## Brief
Reproduce the records below verbatim, from the line containing "fireplace -> mask for every instance" through the end of the records, including both.

## Task material
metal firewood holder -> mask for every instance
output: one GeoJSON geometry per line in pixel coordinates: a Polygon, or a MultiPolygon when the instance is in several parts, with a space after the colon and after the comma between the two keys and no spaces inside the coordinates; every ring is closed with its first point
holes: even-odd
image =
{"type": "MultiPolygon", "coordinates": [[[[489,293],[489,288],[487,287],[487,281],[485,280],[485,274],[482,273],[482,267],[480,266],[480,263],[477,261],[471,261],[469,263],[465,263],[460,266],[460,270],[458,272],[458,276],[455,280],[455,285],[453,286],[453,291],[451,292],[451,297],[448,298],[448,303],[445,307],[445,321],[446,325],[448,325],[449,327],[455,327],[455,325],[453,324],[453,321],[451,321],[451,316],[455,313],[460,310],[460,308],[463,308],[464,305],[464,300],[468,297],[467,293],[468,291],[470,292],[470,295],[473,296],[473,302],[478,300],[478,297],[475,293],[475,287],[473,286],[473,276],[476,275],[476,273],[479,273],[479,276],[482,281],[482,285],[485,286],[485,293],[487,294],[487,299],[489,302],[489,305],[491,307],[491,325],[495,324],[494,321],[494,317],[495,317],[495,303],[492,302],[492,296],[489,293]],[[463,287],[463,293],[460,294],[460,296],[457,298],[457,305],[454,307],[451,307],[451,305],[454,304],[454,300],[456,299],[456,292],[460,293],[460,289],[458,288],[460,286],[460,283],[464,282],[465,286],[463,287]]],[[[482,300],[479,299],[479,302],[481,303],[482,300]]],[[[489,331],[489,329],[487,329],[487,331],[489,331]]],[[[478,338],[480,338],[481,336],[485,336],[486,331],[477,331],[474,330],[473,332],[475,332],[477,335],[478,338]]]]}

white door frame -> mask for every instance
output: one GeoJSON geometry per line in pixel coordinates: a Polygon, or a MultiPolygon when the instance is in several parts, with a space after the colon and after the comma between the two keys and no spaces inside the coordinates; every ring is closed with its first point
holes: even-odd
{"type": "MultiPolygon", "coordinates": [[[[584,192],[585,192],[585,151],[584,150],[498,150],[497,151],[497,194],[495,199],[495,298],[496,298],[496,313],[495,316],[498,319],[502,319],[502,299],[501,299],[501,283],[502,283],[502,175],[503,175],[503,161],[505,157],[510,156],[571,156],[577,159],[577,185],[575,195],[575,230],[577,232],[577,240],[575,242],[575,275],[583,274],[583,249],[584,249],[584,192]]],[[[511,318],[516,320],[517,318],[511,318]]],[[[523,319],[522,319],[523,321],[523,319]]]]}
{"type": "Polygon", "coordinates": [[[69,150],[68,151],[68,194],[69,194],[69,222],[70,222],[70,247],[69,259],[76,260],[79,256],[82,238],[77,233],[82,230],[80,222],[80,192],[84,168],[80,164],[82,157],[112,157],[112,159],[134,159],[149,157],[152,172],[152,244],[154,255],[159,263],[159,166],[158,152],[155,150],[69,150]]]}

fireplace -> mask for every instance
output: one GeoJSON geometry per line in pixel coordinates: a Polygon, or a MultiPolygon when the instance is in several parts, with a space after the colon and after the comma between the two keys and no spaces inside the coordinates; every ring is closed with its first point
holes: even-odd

## The output
fireplace -> mask for every instance
output: one GeoJSON geometry per line in pixel coordinates: a Polygon, or a MultiPolygon when the instance is in several parts, with a space after the colon and after the comma between the two keys and no spaces inside the coordinates; every ring is closed with its first point
holes: even-odd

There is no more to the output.